PASSAGE SHOWN
"""

Then Mr. Sanders placed his mouth on the vagina of his victim. This occurred for approximately 15 minutes.
Approximately five minutes later, Mr. Sanders, placed his mouth on the vagina of the victim, again for another 15 minutes. Mr. Sanders then forced the victim to roll on her stomach, at which point he placed his penis into her anus. Mr. Sanders stole $43 from the purse of the victim. Stayed at the residence. The following morning Mr. Sanders forced the victim to drive to O'Hare airport in Illinois and back to Milwaukee. This was all done at gunpoint.
Mr. Sanders then forced the victim into her apartment. He tied the victim's hands together. He then removed the victim's clothing and placed his penis into her vagina against her will. Then [he] removed his penis from her vagina before he had an orgasm. Mr. Sanders then placed his penis into the mouth of the victim, at which point he had an orgasm. Mr. Sanders then pointed the gun at the victim's head and forced her to drive him to Monona, Wisconsin.

"""

RECORDS SUPPLIED
"""

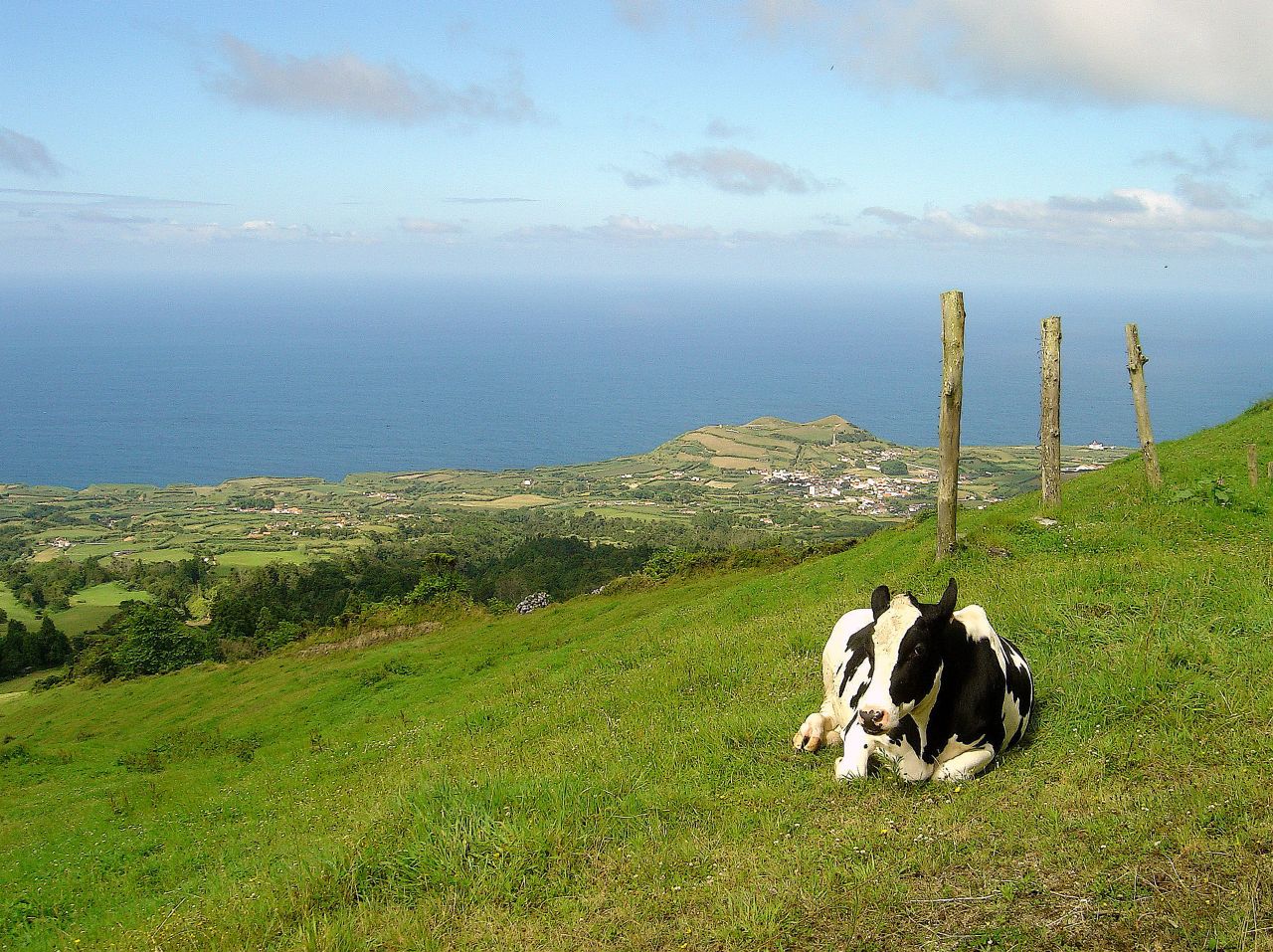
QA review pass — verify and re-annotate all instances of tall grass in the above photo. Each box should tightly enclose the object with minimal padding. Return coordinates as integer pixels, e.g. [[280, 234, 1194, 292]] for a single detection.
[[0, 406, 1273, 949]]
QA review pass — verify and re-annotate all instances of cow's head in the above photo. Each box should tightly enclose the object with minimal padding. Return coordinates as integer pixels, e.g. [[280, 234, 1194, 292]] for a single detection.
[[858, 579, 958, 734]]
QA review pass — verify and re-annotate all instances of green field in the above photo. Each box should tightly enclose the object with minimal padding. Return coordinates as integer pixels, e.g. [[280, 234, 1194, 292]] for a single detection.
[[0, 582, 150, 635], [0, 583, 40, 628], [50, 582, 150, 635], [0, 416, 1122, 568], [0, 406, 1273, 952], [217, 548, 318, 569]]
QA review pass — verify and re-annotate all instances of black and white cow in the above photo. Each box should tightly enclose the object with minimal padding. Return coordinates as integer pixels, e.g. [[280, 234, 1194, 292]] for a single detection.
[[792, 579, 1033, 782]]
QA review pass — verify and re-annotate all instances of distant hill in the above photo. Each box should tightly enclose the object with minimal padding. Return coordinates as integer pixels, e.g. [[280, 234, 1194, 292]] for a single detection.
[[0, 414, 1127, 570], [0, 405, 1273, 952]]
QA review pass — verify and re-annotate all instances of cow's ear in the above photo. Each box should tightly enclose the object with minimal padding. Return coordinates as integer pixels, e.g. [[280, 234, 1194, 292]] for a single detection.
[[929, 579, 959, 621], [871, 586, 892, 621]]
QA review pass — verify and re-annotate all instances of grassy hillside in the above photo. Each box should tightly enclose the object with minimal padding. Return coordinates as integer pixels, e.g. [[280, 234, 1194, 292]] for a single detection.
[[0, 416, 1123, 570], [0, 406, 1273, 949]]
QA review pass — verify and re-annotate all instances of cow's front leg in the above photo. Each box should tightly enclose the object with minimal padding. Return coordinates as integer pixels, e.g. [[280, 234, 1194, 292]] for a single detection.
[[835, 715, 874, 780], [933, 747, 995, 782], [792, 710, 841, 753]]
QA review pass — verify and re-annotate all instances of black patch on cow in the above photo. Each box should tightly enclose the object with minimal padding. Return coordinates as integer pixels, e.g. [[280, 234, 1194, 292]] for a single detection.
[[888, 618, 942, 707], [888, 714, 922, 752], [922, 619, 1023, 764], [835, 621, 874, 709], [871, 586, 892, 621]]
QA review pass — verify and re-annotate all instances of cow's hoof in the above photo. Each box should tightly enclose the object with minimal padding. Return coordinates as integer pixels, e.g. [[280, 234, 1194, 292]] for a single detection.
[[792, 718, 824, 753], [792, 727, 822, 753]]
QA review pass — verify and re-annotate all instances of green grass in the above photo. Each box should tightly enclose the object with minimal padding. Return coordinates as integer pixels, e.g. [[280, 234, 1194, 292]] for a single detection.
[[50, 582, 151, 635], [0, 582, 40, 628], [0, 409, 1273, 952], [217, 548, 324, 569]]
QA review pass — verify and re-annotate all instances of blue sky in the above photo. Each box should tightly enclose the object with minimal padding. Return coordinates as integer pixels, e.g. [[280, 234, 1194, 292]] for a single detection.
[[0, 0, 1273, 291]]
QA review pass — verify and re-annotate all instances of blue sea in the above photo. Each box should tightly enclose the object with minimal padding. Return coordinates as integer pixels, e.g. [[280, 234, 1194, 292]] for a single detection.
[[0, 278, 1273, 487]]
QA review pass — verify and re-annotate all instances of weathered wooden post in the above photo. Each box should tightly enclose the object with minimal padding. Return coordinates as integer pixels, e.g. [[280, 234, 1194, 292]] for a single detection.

"""
"""

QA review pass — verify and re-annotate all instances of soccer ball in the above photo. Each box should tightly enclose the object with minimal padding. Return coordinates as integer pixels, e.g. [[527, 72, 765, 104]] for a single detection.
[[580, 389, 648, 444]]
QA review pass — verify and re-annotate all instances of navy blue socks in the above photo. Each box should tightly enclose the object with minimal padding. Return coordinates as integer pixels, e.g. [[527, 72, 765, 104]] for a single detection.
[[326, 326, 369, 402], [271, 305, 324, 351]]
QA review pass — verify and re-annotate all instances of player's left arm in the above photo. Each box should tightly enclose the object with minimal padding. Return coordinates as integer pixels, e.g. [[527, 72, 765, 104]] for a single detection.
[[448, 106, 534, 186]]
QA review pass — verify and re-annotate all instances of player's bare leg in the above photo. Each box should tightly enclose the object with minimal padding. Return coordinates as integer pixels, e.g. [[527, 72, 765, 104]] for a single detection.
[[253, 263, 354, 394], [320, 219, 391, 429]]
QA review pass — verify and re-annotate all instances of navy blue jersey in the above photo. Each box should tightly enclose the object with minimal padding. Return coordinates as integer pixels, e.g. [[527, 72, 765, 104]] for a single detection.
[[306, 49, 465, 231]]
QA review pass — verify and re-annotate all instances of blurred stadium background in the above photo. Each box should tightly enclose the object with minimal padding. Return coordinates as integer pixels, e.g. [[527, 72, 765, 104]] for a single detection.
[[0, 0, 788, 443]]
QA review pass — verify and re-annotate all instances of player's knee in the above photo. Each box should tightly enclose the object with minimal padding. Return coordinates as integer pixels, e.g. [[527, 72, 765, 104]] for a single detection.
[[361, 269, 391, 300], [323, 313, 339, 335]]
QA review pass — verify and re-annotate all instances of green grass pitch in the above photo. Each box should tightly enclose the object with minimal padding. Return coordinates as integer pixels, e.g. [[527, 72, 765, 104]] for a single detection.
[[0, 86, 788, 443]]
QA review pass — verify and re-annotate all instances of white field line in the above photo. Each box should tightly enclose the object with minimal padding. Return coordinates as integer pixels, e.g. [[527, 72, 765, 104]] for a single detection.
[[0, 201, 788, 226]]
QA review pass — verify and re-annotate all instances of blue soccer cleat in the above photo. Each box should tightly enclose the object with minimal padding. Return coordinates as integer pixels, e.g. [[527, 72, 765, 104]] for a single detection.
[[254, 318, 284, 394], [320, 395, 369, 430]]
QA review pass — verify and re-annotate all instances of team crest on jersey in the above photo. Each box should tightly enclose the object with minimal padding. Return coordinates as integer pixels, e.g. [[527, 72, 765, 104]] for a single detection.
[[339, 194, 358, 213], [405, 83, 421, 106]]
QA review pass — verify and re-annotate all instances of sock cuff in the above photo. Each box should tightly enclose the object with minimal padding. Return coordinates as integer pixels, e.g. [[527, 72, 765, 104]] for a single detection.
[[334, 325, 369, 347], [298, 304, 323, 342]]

"""

EXERCISE
According to the passage about Mr. Sanders, how much money did he steal from the victim's purse?

ANSWER SECTION
$43